____ Information provided

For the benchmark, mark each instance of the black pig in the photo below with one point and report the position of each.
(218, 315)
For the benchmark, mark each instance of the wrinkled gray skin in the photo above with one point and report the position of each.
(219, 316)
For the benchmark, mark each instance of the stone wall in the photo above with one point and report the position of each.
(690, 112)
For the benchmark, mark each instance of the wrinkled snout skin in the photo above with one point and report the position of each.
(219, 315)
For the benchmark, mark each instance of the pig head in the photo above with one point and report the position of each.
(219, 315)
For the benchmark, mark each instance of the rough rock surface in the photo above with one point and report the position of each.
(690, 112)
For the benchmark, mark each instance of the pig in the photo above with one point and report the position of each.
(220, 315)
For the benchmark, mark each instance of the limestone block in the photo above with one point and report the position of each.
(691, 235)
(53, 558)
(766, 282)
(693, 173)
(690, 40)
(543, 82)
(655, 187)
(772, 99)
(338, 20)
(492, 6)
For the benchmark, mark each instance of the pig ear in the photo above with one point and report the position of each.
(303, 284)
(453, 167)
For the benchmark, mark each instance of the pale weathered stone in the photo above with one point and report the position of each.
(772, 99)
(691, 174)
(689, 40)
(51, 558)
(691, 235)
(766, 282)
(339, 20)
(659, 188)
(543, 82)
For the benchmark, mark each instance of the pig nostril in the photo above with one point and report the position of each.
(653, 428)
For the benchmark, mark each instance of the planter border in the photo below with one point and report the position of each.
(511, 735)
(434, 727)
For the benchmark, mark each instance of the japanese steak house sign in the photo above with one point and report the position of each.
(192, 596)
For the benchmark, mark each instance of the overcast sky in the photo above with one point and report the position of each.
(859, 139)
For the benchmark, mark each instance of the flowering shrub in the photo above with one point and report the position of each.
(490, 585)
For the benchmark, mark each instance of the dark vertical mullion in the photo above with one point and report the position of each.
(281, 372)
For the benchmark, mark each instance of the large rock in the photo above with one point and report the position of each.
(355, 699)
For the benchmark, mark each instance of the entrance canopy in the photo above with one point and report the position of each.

________

Copy all of the material above word for word, line by line, with nothing changed, left out, or added.

For the benchmark, mark each instance of the black pig in the photo below with one point and report the position of each.
(218, 315)
For the benchmark, mark each instance of the wrinkled gray skin in the photo above with one point and report the position of each.
(219, 316)
For the benchmark, mark each instance of the stone wall in the photo above with one point and report the position of each.
(690, 112)
For the benchmark, mark each instance of the wrinkled snout skin in the photo above with one point and report the position of each.
(219, 315)
For the benchmark, mark each instance of the pig head in the photo above with one point and report the position of each.
(219, 315)
For the benchmark, mark each instance of the rough rock surface in the photo above with one point and report the position of each.
(690, 112)
For the benchmark, mark each instance of the pig in the photo above with one point and report the position of each.
(220, 315)
For the benchmark, mark each instance of the limestone block in the photo above with one point and report the position of each.
(691, 235)
(53, 558)
(766, 282)
(693, 173)
(690, 40)
(543, 82)
(655, 187)
(772, 99)
(338, 20)
(492, 6)
For the benchmark, mark each instance of the pig ear in the photo above with one point and report the position of each.
(303, 284)
(453, 167)
For the benchmark, mark each instance of the pale weathered stone in the photo above with one point and report the position of each.
(772, 99)
(691, 174)
(689, 40)
(51, 558)
(691, 235)
(766, 282)
(339, 20)
(659, 188)
(543, 82)
For the benchmark, mark each instance of the pig nostril in the photo above with one point and report the position of each.
(653, 428)
For the benchmark, mark each instance of the planter border in the photo below with one point and report the position of each.
(511, 735)
(434, 727)
For the benchmark, mark each instance of the japanese steak house sign in the photo above with one point and report the position of each.
(192, 596)
For the benchmark, mark each instance of the overcast sky in the photo above with one point and report the position of each.
(859, 139)
For the benchmark, mark each instance of the flowering shrub in the photo above with one point and report the position of each.
(490, 585)
For the benchmark, mark each instance of the dark vertical mullion in the photo above with one point and report the position of each.
(281, 372)
For the benchmark, mark each instance of the large rock in the photo above with one point and report the position of each.
(355, 699)
For the benchmark, mark each instance of the entrance canopy in the photo above with one point and report the position of each.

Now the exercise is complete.